▸ **What you should do**
Rescale everything from the line containing "# point at: wet" down to the end of the data. Reproduce every line, requests included, with each coordinate in the answers multiplied by 1.5 and rounded to a whole number (halves rounded up), and leave the pictures out.

▸ **Exercise material**
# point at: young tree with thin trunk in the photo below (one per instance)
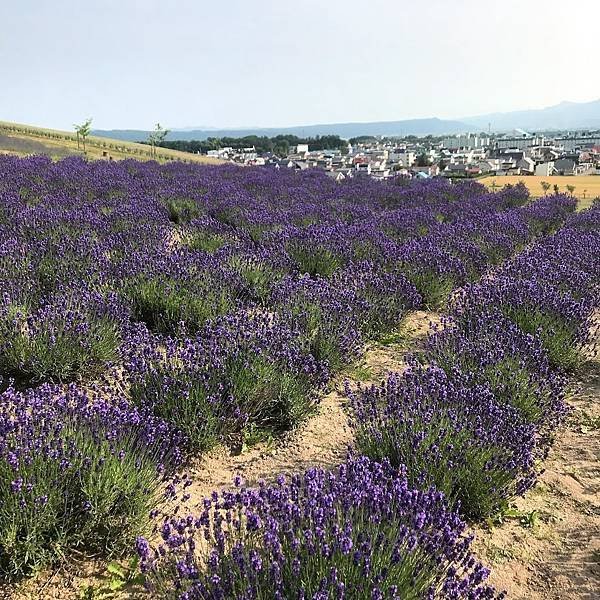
(545, 186)
(83, 131)
(157, 137)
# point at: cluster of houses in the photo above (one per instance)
(470, 155)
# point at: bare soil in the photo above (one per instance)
(551, 551)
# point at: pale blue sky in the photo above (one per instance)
(228, 63)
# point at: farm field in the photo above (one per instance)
(23, 140)
(587, 187)
(224, 382)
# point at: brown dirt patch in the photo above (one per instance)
(558, 558)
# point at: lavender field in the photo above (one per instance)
(150, 313)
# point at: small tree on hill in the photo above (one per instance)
(157, 137)
(545, 186)
(83, 131)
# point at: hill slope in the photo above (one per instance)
(24, 139)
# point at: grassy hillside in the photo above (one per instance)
(24, 139)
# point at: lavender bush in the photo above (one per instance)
(76, 472)
(359, 531)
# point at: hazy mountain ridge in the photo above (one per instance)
(566, 115)
(346, 130)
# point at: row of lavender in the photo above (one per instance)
(467, 424)
(211, 304)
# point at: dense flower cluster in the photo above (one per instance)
(479, 406)
(359, 531)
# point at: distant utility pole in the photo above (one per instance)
(157, 137)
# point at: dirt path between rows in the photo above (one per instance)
(551, 550)
(323, 441)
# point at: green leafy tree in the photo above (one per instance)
(83, 131)
(545, 186)
(157, 137)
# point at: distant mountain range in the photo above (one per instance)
(566, 115)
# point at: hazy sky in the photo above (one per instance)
(227, 63)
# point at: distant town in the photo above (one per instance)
(460, 156)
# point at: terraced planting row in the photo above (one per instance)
(150, 313)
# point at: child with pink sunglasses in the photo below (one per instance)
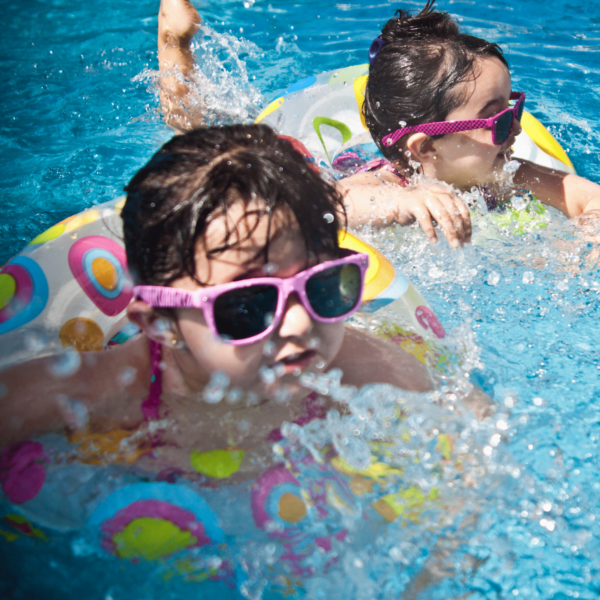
(437, 105)
(232, 242)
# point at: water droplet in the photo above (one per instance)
(493, 278)
(313, 343)
(215, 390)
(512, 166)
(74, 412)
(127, 376)
(518, 202)
(269, 349)
(528, 277)
(234, 395)
(267, 376)
(270, 268)
(279, 370)
(66, 364)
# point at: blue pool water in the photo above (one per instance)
(80, 116)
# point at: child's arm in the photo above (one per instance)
(367, 359)
(571, 194)
(178, 22)
(37, 397)
(377, 199)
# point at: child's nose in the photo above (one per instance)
(517, 128)
(295, 321)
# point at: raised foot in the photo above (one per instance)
(178, 22)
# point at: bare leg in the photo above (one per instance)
(178, 22)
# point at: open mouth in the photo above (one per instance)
(299, 360)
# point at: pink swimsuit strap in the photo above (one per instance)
(152, 403)
(382, 163)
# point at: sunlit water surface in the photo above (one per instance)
(521, 518)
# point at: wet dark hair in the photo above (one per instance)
(415, 75)
(198, 176)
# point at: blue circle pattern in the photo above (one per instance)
(39, 297)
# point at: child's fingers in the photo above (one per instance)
(460, 218)
(452, 228)
(423, 217)
(463, 211)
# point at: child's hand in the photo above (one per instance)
(435, 202)
(377, 199)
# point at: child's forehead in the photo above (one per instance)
(246, 225)
(247, 236)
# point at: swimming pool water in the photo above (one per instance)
(79, 119)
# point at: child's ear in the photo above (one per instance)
(155, 326)
(421, 148)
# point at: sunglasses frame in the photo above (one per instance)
(443, 127)
(204, 298)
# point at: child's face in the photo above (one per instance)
(470, 158)
(297, 345)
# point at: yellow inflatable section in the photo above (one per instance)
(324, 112)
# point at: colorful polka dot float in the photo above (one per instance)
(23, 293)
(99, 265)
(85, 335)
(153, 520)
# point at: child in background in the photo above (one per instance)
(439, 103)
(424, 73)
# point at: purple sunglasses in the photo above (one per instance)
(246, 311)
(501, 124)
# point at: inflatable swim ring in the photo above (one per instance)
(69, 287)
(324, 112)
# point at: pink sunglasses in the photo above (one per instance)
(500, 124)
(246, 311)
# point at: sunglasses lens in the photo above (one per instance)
(503, 127)
(243, 313)
(334, 292)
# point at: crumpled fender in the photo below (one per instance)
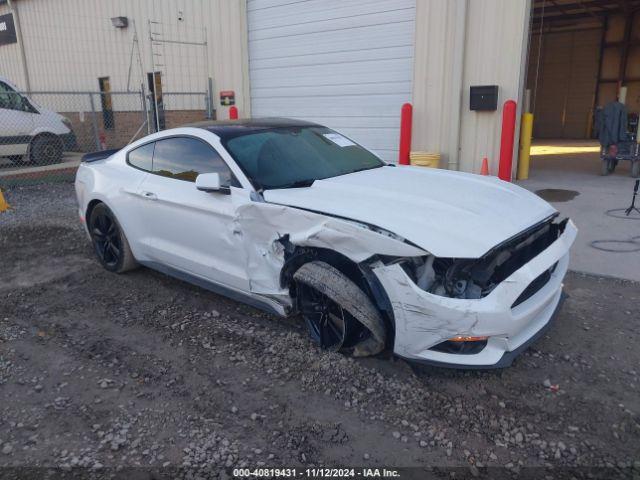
(260, 226)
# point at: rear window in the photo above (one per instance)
(141, 157)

▸ **Exercise answer**
# point at: wet dark hair in the photo above (one per instance)
(623, 113)
(297, 264)
# point at: blue circle pattern in the photo above (one per instance)
(59, 446)
# point at: child's fingers in the photo above (one per instance)
(690, 327)
(678, 342)
(635, 326)
(695, 317)
# point at: child's hand in the photo above (one per instance)
(653, 303)
(566, 299)
# point at: child's forehead in the photo above (one per instance)
(369, 338)
(371, 354)
# point at: swimming pool water in the photo above (one per instance)
(119, 179)
# point at: child's ear in the photo above (one per instance)
(233, 489)
(632, 222)
# point at: sunglasses frame in the photo above (one per instance)
(665, 191)
(306, 447)
# point at: child's face in the photo above (one per instance)
(705, 237)
(446, 518)
# point at: yellow inflatable section in the photo above (one per instance)
(486, 168)
# point at: colorful polka dot float in the photo above (one per instance)
(35, 440)
(149, 398)
(128, 503)
(230, 780)
# point at: child in background in the photo above (one per instance)
(659, 155)
(636, 110)
# point at: purple sunglasses in the photo above (one per instance)
(369, 467)
(752, 186)
# point at: inflatable swim ring in the photo above (one per instance)
(104, 431)
(486, 168)
# point at: pink sunglasses in the photo above (one per instance)
(750, 186)
(369, 467)
# point at: sunglasses lens in the photo above (one per instance)
(755, 191)
(365, 470)
(501, 438)
# point at: crumpled fender in the photo below (one per instance)
(390, 339)
# point at: rear window in the photo above (one per instance)
(212, 236)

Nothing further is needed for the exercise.